THE REQUEST →
Copy out the lines below word for word, leaving every character unchanged.

Entries drawn from a collection →
++++

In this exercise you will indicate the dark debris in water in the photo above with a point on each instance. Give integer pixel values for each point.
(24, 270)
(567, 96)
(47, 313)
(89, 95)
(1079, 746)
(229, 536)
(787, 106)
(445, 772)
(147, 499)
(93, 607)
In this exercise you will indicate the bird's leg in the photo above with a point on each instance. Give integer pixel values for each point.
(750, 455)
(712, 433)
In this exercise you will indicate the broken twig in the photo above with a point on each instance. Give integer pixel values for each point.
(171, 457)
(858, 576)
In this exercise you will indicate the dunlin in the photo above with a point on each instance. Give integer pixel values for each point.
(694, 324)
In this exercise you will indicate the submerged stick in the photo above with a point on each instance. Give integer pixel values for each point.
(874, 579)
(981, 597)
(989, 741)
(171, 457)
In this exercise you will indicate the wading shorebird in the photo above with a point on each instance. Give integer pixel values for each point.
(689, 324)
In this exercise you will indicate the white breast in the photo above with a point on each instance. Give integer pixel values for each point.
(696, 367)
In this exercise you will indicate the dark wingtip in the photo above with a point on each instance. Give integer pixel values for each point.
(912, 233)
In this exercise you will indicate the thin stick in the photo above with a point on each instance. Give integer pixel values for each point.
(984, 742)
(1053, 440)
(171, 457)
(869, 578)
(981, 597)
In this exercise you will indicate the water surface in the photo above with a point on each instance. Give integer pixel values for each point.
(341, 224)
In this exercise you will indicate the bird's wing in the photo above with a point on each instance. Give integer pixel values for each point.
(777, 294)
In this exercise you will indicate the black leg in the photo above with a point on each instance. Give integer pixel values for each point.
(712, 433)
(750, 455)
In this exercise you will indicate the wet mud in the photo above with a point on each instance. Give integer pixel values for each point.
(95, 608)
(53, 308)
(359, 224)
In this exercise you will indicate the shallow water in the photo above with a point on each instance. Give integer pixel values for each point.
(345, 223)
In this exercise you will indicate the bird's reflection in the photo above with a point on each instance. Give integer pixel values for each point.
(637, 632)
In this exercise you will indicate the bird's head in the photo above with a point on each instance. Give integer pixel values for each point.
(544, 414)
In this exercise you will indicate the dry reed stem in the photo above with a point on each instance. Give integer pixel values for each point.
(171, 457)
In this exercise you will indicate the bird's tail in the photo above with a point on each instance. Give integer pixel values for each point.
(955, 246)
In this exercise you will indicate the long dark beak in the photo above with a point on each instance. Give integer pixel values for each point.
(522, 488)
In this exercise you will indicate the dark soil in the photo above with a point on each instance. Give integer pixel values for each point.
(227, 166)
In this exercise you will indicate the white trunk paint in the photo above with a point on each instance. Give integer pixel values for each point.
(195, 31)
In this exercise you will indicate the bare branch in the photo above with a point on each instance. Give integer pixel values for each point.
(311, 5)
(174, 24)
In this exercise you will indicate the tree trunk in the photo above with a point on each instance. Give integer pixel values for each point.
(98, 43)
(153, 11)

++++

RESULT OF THIS TASK →
In this exercise you will indicate the dark debris in water in the photo above with a point on each instance. Give integer pixel values for each point.
(24, 270)
(567, 96)
(47, 313)
(89, 95)
(1079, 746)
(229, 536)
(787, 106)
(445, 772)
(147, 499)
(93, 607)
In this exercise you will indicate the bird's leg in the photo above with a point on each instance. Give integer pixel values for each point.
(750, 455)
(712, 433)
In this exercise you will indicate the broken twig in the photo above with a point on each instance. Give integer pixel values for each point.
(171, 457)
(858, 576)
In this exercise you will indicate the dunlin in the photo above with a point on each instance. Give integer pixel values for each point.
(694, 324)
In this exercise you will indicate the submerged stick in the photo above with a point on each instance. Give integer pixel values for each point.
(874, 579)
(981, 597)
(989, 741)
(171, 457)
In this exercise you will indicate the wading shorebird in the photo above with a point on each instance. Give integer pixel values for each point.
(689, 324)
In this exercise you will indicate the white breast in the photo above with a point on each instance. Give integer pixel values for each point.
(696, 367)
In this exercise you will indicate the dark wingtip in the photo above with a point on each instance. Give integer pixel values for each point.
(912, 233)
In this exercise you will indicate the thin stick in the photo above with a point on each instance. Give integer pixel values for each point.
(984, 742)
(1053, 440)
(171, 457)
(869, 578)
(981, 597)
In this exercise you will indicate the water surface in the photo above with a point on each instance. Give integer pixel values for each point.
(341, 224)
In this exercise you will indicate the bird's wing in the photo above with a point on each instance. Give integer pixel values for each point.
(777, 294)
In this exercise you will indicate the black leg in the photo above with a point on each instance. Give integer pixel values for each point.
(712, 433)
(750, 455)
In this exercise you will indicate the wet mud in the photo above with a point on each instance. Give integer pixel values for each point.
(95, 608)
(53, 308)
(359, 224)
In this exercise you will indicate the shallow water in the photo above with a point on each instance. Give integer pixel values for each point.
(345, 223)
In this exercise you will indicate the bird's reflection in the photo above with a point on each instance. Give integer pixel values for each point.
(637, 632)
In this exercise you will indicate the bird's head in the photo above with a point on each instance. Give integer pixel values for each point.
(544, 414)
In this exercise you will indicate the dry reed stem in the photo above with a point on each instance. Give integer pixel values for each point.
(171, 457)
In this exercise you will indicate the bird's tail in the photo above with a point on each instance. Give integer pixel values for each point.
(955, 246)
In this exercise you will indicate the long dark beak in the photo above with a point on each instance. Give integer pixel values for each point.
(522, 488)
In this exercise you will indicate the dark soil in the photo above with a point on each instance. Give integer pixel values for each point.
(227, 166)
In this exercise you will indicate the white trunk paint in the photo above with a point on each instance. Give integer pixel values for each point.
(195, 31)
In this exercise you will indicate the bare branch in the photo above with a point on each instance. Give integer pixel values for each point.
(311, 5)
(174, 24)
In this exercise you will indicate the tree trunk in the photo above with a point on each instance. Give integer pixel values for each point.
(98, 43)
(153, 11)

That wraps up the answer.